Write the next part of the passage on Alberta's regional and municipal planning, starting after its last sentence.

*Given text*:
================================
Regional plans take the municipal planning concept to a wider geographic area, so that planning responds to local needs and interests and also to regional and provincial ones. Regional plans will include all land in Alberta, just like municipal plans have an effect on all land in a municipality. The content of each plan will vary depending on the geography, current activity, needs and challenges in the region. Regional plans will be public policy and take effect through processes allowed by the law. 

Municipal Government Act (2010)


The Municipal Government Act (MGA) establishes the authority for municipal planning, subdivision and development control and more. MGA is associated with many Regulations.

Alberta Subdivision and Development Regulation (AR 43/2002)


Provides for the administration of subdivision applications, subdivision and development conditions, registration and endorsements of subdivision and setbacks for provincial appeals. A new version will be available November 2012.


Legislative Framework for Regional and Municipal Planning, Subdivision and Development Control (2012)


Discusses the legislated regional and municipal planning framework, outlines the legislated steps in the subdivision and development control process, and notes the statutory exemptions and limitations to municipal planning authority.

Government of Alberta Municipal Affairs Information Bulletin 03/12 (August 2012)


Distributed to the municipalities, this Bulletin discusses the implications of the approval of LARP for municipalities in the Lower Athabasca Region. Refer to the Newsroom for news releases and Information Bulletins issued by Municipal Affairs. Refer to the Municipal Resource Handbook for detailed bulletins. 


Contributing to Regional Planning


The Land-use Framework recognizes that municipalities play a major role in regional plans. Municipalities contribute to regional planning through public and stakeholder consultation sessions as well as through a municipal consultation process which is unique to each region. The results of consultation, summarized in stakeholder consultation reports, inform the Regional Advisory Council and the Government of Alberta, which will draft the regional plan.


A Regional Advisory Council is composed of a cross-section of individuals that are able to strategically consider what is best for the entire region at a holistic level. The Alberta Association of Municipal Districts and Counties and the Alberta Urban Municipalities Association will both have opportunities to nominate representatives for each Regional Advisory Council.



Municipal Obligations Upon Approval of a Regional Plan


On August 22, 2012, the Government of Alberta approved and released the Lower Athabasca Regional Plan (LARP). LARP came into effect on September 1, 2012, the first regional plan to be adopted under the province's Land-use Framework. The LARP does not change the municipal planning process for municipalities in the Lower Athabasca Region. The MGA provides the legislative authority for municipalities to make land-use planning and development decisions within their municipal boundaries.


The relationship between a municipality and an ALSA regional plan is established in both the MGA and the Alberta Land Stewardship Act. The LARP also provides direction on how the plan applies to municipalities within the Lower Athabasca Region. There are three ways in which a municipality is obligated to ensure it is acting in accordance with a regional plan:


  1. Municipal planning authorities are required to carry out their functions in accordance with any applicable ALSA regional plan.
  2. The municipal council is required to review its plans and bylaws, and make amendments as necessary to comply with the regional plan.
  3. After the review is complete, the municipality will submit the statutory declaration affirming this it is in compliance with the ALSA regional plan.
================================
*Records*:

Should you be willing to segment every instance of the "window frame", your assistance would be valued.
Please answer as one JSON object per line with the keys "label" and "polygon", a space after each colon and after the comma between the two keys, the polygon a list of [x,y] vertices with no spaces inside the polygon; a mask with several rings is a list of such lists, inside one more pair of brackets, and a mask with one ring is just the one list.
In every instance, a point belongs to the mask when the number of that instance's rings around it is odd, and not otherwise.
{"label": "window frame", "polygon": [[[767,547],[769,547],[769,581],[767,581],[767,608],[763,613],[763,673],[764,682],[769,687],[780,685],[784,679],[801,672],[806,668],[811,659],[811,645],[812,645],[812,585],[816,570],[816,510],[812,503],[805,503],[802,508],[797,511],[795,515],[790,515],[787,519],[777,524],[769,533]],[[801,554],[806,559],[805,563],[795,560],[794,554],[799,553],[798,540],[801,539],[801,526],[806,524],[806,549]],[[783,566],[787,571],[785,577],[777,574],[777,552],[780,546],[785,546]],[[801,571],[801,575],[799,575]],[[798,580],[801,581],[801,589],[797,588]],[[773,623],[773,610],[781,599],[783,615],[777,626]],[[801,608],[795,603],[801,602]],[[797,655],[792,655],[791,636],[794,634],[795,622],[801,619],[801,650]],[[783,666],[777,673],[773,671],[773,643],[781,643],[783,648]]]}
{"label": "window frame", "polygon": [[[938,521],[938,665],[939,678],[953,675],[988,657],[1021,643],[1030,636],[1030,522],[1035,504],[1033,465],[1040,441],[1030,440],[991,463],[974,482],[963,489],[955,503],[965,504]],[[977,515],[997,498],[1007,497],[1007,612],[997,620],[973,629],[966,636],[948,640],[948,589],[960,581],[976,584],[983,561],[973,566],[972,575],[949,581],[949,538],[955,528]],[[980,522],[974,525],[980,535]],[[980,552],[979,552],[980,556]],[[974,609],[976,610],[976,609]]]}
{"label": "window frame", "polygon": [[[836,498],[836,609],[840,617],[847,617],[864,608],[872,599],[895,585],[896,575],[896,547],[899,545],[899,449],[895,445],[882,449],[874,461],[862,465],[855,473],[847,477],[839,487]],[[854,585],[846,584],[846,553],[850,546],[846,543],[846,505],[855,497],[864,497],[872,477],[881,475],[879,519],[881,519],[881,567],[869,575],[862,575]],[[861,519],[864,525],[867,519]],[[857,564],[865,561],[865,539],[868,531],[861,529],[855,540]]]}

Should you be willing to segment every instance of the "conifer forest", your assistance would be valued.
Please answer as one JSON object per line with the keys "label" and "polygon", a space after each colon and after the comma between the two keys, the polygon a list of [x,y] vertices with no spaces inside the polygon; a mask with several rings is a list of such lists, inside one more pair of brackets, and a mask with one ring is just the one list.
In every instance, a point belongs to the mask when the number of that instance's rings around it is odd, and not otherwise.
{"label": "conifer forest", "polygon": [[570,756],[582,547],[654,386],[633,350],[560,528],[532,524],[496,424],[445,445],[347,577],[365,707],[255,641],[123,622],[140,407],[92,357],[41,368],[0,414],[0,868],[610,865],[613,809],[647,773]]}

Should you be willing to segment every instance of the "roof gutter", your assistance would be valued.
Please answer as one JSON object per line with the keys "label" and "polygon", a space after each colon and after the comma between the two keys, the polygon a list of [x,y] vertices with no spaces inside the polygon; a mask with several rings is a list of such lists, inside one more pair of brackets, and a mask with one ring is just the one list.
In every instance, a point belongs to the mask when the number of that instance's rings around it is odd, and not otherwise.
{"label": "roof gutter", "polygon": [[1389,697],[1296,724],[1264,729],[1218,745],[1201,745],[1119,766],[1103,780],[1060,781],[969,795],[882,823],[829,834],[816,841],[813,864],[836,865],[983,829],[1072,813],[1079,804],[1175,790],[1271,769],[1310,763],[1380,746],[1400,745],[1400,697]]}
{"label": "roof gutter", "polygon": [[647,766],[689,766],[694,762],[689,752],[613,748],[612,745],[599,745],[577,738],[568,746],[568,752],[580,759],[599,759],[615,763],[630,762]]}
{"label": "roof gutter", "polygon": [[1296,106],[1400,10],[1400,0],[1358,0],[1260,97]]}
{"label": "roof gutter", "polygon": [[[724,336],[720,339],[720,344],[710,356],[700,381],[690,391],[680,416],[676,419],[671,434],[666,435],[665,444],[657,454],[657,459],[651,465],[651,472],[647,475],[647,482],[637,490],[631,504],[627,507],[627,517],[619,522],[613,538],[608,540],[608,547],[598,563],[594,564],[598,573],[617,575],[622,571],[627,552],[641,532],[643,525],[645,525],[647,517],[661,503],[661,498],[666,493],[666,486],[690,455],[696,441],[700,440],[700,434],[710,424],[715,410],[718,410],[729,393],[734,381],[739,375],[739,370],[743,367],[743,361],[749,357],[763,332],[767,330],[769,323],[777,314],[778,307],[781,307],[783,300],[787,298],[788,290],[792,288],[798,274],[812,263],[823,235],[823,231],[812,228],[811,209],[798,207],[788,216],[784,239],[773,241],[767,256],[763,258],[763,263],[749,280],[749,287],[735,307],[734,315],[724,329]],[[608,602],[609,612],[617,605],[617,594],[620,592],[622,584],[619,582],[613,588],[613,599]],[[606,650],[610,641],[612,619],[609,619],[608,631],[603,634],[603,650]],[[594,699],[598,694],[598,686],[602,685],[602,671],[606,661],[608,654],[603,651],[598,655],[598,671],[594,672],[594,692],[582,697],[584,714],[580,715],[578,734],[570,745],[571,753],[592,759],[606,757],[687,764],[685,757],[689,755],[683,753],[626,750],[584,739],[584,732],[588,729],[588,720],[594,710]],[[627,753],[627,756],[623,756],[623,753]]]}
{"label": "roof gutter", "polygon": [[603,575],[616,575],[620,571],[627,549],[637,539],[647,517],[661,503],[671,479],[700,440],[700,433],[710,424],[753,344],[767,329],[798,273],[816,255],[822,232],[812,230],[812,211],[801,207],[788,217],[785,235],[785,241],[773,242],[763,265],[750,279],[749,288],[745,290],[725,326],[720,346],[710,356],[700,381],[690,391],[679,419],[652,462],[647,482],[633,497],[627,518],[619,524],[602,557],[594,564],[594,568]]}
================================
*Reply to the task*:
The LARP specifies that local government bodies will have five years from the plan coming into effect to submit the statutory declaration to the Land Use Secretariat. The LARP provides a detailed description of how it will apply to municipalities in the Lower Athabasca Region in Sections 3 to 7 of Part 1 of the plan.


- Excerpts from Municipal Affairs' Legislative Framework for Regional and Municipal Planning, Subdivision and Development Control (Updated August 2012) -


Application of a Regional Plan


All development must comply with the ALSA regional plans, the MGA, the Subdivision and Development Regulation, and the land-use bylaw. Most development will require a development permit. In some cases, statutory plans and land-use bylaws must be amended, or subdivision applications approved, before a development permit can be issued.


- Excerpts from Municipal Affairs' Legislative Framework for Regional and Municipal Planning, Subdivision and Development Control (Updated August 2012) -


Using LARP as an example, Section 7 of the Regulatory Details Plan requires a municipal council to consider the Strategic Plan and the Implementation Plan in the LARP when carrying out any function in respect of the council's powers, duties and responsibilities, which means that a municipal council will need to keep the LARP policies and directions as well as information such as ambient air quality triggers and limits for the area in mind when making decisions or acting on any matter that falls within the jurisdiction of the municipality.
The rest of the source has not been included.